▶ [Short problem]:
Lay out every line of the items below as a Markdown table with the columns "No." and "Text": number each row and put the line beside it, leaving out blank lines. Leave the pictures out of the answer.

▶ [Dataset rows]:
━━━━━━━━━━━━━━━━━━━━━━━━━━━━━━

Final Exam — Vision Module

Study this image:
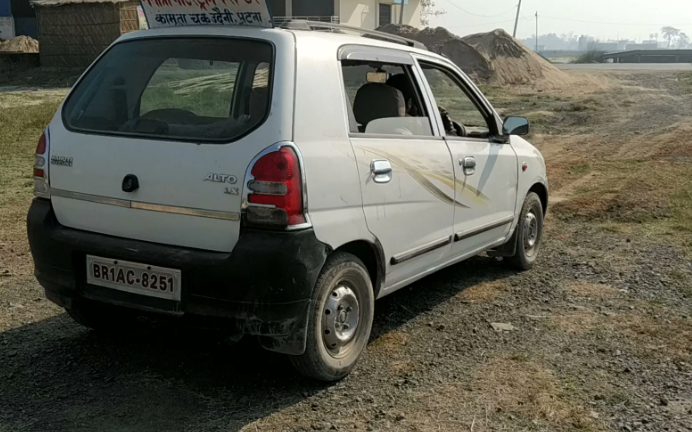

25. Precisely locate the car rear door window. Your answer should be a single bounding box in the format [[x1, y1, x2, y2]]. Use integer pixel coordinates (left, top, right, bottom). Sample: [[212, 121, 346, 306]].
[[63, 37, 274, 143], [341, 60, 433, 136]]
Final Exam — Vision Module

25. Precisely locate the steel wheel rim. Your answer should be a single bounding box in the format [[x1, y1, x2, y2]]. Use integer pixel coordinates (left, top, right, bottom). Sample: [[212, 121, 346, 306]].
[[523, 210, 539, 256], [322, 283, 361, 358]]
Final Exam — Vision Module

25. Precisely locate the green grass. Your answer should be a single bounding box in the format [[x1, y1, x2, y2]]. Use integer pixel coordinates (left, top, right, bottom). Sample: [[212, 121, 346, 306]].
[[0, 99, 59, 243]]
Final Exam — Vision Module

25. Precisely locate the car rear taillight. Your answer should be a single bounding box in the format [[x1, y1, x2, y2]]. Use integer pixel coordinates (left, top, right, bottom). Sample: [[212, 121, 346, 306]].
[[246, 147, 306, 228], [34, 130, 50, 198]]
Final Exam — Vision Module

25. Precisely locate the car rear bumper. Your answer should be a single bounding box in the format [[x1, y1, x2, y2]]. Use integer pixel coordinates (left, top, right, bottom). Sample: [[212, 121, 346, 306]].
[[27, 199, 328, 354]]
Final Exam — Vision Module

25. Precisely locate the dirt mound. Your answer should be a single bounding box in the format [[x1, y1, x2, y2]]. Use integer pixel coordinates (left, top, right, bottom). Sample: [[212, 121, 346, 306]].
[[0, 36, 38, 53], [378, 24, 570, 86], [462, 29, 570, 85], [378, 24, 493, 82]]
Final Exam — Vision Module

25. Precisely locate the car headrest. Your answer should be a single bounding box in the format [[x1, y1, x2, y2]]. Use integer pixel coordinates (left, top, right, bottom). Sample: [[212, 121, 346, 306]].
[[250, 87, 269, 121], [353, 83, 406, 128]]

━━━━━━━━━━━━━━━━━━━━━━━━━━━━━━

▶ [Solution to this problem]:
| No. | Text |
|---|---|
| 1 | Final Exam — Vision Module |
| 2 | Study this image: |
| 3 | 25. Precisely locate the car rear door window. Your answer should be a single bounding box in the format [[x1, y1, x2, y2]]. Use integer pixel coordinates (left, top, right, bottom). Sample: [[212, 121, 346, 306]]. |
| 4 | [[63, 37, 274, 143], [341, 60, 433, 136]] |
| 5 | Final Exam — Vision Module |
| 6 | 25. Precisely locate the steel wheel rim. Your answer should be a single bounding box in the format [[x1, y1, x2, y2]]. Use integer pixel coordinates (left, top, right, bottom). Sample: [[212, 121, 346, 306]]. |
| 7 | [[523, 210, 539, 256], [322, 283, 361, 358]] |
| 8 | Final Exam — Vision Module |
| 9 | 25. Precisely locate the green grass. Your answer should be a single bounding box in the format [[x1, y1, x2, y2]]. Use integer pixel coordinates (left, top, right, bottom). Sample: [[212, 121, 346, 306]]. |
| 10 | [[0, 99, 59, 243]] |
| 11 | Final Exam — Vision Module |
| 12 | 25. Precisely locate the car rear taillight. Your answer should be a single bounding box in the format [[x1, y1, x2, y2]]. Use integer pixel coordinates (left, top, right, bottom). Sample: [[212, 121, 346, 306]]. |
| 13 | [[246, 147, 306, 228], [34, 130, 50, 198]] |
| 14 | Final Exam — Vision Module |
| 15 | 25. Precisely locate the car rear bumper. Your answer should be a single bounding box in the format [[x1, y1, x2, y2]]. Use integer pixel coordinates (left, top, right, bottom). Sample: [[212, 121, 346, 306]]. |
| 16 | [[27, 199, 328, 354]] |
| 17 | Final Exam — Vision Module |
| 18 | 25. Precisely locate the dirt mound. Your answer should be a single bounding box in the format [[x1, y1, x2, y2]]. Use integer pixel coordinates (left, top, right, bottom). Sample: [[212, 121, 346, 306]]. |
| 19 | [[0, 36, 38, 53], [378, 24, 570, 86], [462, 29, 570, 85], [378, 24, 493, 82]] |
| 20 | Final Exam — Vision Module |
| 21 | 25. Precisely locate the car headrest. Your answer should be a single bounding box in the format [[x1, y1, x2, y2]]. Use integer pixel coordinates (left, top, right, bottom). Sample: [[212, 121, 346, 306]]. |
| 22 | [[250, 87, 269, 121], [353, 83, 406, 128]] |